▶ **Saved entries**

---*---

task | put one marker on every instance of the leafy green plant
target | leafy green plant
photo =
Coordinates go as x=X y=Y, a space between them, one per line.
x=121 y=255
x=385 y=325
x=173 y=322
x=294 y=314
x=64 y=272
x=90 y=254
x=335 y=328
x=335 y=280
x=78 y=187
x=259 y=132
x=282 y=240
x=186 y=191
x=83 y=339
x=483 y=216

---*---

▶ **Assignment**
Only the lines from the one containing "Coordinates go as" through the final line of the data belong in the answer, repeated exactly.

▶ **Response to the exercise**
Coordinates go as x=X y=Y, a space between them, one per line.
x=121 y=255
x=385 y=325
x=173 y=322
x=294 y=314
x=64 y=272
x=90 y=254
x=335 y=328
x=335 y=280
x=78 y=187
x=259 y=132
x=282 y=240
x=186 y=191
x=83 y=339
x=483 y=216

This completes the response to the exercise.